>> Start Passage to read

Skeptophilia (skep-to-fil-i-a) (n.) - the love of logical thought, skepticism, and thinking critically. Being an exploration of the applications of skeptical thinking to the world at large, with periodic excursions into linguistics, music, politics, cryptozoology, and why people keep seeing the face of Jesus on grilled cheese sandwiches.
Showing posts with label Will Gervais. Show all posts
Showing posts with label Will Gervais. Show all posts

Wednesday, August 9, 2017

Linda vs. the serial killer

There's a logic problem that's often nicknamed "The Linda Problem," and I hasten to state that by calling it that I don't mean any general criticism of people named Linda.  It goes like this:
Linda is a 30-year-old woman who lives in a big city in the United States.  She is single, has a master's degree in sociology, and is deeply interested in issues of discrimination, social justice, and addressing poverty and homelessness. 
Which of the following is more likely?
  1. Linda is a bank teller. 
  2. Linda is a bank teller who voted for Hillary Clinton.
The whole thing rests on what is known as the conjunction fallacy, and it's amazing how many smart people this one trips up.  The answer is that the first statement has to be more likely; the more qualifiers you add to a list, the fewer people will meet the whole list at the same time.  To give an illustration that is less likely to elicit a wrong answer, consider the following.
You see a dog.  Which is more likely?
  1. It's a golden lab.
  2. It's a golden lab wearing a red collar.
  3. It's a golden lab on a pink leash wearing a red collar.

>> End Passage to read
>> Start Dataset content

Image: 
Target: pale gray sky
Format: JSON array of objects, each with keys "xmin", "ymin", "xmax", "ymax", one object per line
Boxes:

>> End Dataset content
>> Start Dataset content

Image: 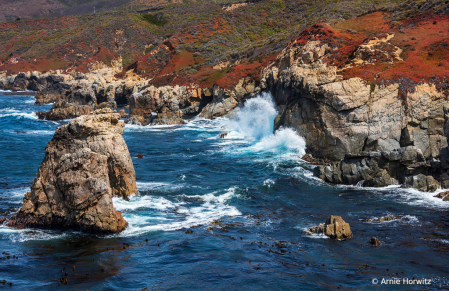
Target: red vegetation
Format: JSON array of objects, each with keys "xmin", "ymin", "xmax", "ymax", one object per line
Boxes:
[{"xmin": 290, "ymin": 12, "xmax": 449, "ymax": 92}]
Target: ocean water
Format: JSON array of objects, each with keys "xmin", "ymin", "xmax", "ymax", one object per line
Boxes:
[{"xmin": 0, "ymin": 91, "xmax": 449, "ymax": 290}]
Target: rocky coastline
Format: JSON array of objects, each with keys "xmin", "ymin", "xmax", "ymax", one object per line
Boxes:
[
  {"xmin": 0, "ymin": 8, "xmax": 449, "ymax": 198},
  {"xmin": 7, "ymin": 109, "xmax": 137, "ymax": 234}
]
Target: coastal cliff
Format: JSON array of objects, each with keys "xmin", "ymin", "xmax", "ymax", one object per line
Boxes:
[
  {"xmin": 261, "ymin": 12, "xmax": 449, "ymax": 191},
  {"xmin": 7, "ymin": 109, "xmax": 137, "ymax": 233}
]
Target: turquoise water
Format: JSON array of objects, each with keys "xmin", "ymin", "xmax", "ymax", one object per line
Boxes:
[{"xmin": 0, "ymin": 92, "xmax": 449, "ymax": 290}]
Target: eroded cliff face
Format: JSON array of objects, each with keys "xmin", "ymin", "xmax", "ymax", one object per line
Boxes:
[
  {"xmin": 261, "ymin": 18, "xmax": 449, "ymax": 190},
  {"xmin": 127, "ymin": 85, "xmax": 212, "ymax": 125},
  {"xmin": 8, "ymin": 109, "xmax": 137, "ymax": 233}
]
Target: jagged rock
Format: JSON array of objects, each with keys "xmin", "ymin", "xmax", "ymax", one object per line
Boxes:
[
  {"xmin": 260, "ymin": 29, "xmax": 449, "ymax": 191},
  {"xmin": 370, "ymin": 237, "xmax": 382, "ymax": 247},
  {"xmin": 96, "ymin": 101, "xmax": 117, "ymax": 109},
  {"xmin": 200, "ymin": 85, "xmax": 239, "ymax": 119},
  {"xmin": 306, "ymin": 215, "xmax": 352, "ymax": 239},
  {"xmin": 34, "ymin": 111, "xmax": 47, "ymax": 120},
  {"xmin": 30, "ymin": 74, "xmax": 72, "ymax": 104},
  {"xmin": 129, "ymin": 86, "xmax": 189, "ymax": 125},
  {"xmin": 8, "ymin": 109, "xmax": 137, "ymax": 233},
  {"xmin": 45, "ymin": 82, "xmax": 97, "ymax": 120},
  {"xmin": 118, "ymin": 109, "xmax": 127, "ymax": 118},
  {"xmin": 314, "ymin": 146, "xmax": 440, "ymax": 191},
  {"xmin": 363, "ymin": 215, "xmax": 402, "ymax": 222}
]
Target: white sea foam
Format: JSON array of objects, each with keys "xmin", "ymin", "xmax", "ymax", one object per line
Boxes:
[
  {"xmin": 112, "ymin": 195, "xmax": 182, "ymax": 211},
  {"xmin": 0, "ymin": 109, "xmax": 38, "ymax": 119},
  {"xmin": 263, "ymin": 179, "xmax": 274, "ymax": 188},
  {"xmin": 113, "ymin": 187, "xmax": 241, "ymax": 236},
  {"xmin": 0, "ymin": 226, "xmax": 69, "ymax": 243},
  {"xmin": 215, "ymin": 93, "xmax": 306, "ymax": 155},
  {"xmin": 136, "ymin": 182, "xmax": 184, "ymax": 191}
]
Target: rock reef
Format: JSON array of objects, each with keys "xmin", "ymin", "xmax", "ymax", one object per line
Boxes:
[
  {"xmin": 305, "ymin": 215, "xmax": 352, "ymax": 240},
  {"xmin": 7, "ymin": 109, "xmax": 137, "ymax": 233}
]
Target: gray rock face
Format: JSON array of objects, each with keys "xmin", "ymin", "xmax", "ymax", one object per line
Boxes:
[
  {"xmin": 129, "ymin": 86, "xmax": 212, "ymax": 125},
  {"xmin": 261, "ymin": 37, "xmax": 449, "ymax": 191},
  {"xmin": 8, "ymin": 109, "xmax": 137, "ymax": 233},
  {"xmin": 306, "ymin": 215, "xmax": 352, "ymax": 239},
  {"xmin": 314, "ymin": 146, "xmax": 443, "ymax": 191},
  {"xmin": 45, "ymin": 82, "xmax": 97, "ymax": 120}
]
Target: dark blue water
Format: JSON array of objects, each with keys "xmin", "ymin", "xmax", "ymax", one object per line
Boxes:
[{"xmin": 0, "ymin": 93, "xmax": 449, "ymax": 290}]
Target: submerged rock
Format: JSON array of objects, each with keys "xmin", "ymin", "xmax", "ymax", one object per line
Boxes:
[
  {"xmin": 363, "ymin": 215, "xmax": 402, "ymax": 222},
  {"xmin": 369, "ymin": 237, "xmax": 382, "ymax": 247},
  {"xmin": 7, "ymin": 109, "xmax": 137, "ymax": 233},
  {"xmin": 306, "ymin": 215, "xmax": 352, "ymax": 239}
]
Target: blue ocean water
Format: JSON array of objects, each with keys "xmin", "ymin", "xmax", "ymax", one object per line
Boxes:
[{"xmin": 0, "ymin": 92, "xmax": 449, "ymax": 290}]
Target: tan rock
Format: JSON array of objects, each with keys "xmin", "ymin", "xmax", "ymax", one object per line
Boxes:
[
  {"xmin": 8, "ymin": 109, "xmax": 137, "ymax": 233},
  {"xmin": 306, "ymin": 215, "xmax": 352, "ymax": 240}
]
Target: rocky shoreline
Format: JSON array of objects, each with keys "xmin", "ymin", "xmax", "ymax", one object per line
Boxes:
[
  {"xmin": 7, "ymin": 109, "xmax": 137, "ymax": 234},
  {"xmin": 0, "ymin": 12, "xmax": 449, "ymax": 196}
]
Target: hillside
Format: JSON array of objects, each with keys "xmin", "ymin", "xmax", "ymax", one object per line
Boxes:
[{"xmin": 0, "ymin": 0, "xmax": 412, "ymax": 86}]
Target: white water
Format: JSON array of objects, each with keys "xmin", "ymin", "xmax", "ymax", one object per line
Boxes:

>> End Dataset content
>> Start Dataset content

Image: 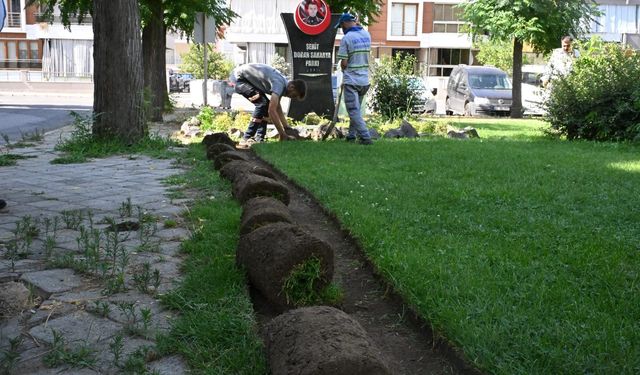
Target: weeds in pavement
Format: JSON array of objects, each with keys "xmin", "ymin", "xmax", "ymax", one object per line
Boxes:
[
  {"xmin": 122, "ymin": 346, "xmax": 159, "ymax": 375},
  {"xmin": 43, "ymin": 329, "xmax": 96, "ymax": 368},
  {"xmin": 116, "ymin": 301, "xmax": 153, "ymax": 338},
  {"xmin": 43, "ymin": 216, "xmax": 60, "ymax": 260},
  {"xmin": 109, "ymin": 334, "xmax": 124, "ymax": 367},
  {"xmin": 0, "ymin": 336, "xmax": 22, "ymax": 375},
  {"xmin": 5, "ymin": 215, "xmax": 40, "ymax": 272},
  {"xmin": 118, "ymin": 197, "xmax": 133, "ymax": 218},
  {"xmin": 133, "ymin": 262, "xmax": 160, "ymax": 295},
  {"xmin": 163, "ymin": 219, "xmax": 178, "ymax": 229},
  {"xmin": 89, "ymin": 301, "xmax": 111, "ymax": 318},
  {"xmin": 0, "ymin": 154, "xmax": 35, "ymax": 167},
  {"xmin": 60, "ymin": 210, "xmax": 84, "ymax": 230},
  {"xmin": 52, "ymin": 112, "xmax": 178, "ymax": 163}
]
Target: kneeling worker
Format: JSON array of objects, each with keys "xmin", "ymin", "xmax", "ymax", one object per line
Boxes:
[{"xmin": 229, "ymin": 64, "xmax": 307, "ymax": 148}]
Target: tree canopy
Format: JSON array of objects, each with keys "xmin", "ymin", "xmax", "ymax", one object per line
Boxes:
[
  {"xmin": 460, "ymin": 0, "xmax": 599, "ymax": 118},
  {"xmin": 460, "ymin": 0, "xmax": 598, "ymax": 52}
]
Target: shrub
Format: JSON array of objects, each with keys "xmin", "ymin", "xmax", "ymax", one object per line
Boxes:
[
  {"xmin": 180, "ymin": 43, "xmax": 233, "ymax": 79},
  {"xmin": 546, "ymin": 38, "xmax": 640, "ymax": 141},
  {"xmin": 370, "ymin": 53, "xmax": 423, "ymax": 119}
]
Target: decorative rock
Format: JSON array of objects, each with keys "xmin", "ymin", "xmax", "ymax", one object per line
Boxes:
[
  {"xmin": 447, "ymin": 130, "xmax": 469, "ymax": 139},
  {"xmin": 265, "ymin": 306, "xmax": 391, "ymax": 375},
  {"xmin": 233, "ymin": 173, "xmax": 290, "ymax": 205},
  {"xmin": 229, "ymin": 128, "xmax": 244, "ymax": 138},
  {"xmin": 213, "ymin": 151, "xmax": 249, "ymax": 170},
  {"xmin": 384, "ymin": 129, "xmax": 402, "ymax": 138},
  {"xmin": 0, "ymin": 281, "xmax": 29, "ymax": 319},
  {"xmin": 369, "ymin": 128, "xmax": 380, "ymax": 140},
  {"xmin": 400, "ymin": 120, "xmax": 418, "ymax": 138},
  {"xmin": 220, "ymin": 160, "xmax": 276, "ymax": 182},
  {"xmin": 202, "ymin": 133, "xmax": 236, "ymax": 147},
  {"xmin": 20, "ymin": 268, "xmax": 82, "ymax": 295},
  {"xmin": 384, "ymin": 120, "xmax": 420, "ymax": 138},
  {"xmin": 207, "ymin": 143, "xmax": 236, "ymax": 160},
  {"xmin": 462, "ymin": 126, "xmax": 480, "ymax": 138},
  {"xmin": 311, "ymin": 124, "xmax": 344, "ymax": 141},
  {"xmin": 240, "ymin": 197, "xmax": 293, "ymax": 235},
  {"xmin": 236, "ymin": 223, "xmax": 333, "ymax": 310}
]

>> End Dataset content

▶ **Requirements**:
(1) Summarize the post on the Linda Problem in two sentences.
(2) Answer these questions from the post on the Linda Problem:
(a) How old is Linda in the problem?
(b) What degree does Linda hold?
(c) In the dog example, what color is the leash in the third option?

▶ **Complete answers**:
(1) The post presents the Linda Problem, a logic puzzle that asks whether a single sociology graduate concerned with social justice is more likely to be a bank teller or a bank teller who voted for Hillary Clinton. It explains that the puzzle rests on the conjunction fallacy, in which the first option must be more likely because each added qualifier shrinks the number of people who fit the whole list, and it offers a dog example to illustrate the point.

(2)
(a) 30 years old.
(b) A master's degree in sociology.
(c) Pink.